[Provided material]
___
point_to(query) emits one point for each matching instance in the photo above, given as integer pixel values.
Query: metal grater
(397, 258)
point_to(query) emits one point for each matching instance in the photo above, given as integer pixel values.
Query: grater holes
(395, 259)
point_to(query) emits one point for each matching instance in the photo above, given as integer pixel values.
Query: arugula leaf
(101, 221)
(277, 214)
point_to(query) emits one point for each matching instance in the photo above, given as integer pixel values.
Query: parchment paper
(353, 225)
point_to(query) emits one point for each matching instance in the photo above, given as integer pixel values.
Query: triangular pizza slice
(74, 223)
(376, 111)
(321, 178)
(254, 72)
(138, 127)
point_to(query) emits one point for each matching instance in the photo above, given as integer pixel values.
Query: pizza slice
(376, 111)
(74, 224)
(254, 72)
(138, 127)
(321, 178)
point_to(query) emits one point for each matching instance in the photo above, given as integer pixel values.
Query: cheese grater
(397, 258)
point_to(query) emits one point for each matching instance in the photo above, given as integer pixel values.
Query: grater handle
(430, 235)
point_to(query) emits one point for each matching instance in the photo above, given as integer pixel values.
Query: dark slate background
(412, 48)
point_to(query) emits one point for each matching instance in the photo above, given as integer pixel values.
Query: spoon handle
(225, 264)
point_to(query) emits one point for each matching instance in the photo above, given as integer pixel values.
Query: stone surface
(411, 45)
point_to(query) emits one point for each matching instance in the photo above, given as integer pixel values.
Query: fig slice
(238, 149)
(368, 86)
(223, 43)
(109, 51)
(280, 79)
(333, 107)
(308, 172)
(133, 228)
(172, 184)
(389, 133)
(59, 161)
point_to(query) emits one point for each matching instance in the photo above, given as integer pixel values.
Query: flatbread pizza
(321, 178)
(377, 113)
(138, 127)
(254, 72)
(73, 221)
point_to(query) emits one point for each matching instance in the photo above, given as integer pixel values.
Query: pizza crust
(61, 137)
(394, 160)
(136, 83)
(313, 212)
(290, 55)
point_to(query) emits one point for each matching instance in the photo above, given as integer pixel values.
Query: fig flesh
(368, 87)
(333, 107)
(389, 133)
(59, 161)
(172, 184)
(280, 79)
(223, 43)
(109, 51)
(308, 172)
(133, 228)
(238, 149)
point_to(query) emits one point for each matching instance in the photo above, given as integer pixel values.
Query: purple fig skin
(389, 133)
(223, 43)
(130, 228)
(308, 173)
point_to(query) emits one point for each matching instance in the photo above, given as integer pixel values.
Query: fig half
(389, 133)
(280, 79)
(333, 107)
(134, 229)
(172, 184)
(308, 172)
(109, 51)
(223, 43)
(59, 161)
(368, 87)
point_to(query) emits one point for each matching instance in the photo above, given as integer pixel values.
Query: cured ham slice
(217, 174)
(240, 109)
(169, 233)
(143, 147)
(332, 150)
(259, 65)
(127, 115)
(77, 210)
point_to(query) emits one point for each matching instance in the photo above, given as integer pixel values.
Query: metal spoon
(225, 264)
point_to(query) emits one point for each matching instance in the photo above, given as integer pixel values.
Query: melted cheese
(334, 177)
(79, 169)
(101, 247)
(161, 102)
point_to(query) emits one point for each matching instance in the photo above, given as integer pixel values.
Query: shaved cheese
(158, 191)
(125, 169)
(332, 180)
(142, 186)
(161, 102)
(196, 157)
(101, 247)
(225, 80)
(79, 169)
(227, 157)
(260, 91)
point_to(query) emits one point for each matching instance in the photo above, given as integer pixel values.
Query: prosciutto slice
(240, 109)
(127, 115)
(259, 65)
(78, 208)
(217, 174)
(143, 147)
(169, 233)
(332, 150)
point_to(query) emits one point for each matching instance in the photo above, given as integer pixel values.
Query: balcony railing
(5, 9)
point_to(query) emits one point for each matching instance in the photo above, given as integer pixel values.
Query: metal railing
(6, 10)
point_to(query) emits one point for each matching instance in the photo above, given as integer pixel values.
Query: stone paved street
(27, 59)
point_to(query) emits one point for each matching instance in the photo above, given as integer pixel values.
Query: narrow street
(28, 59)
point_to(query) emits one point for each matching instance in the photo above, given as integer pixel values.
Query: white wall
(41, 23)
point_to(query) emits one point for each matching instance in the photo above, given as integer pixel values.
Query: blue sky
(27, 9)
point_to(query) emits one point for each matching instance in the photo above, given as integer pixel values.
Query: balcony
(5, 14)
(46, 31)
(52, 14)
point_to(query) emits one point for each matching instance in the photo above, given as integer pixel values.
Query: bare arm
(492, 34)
___
[Short problem] Please show each line of the listing above that contains the word "pizza". Case counts.

[Solution to this exercise]
Query: triangular pizza slice
Query: pizza slice
Query: flatbread pizza
Query: pizza crust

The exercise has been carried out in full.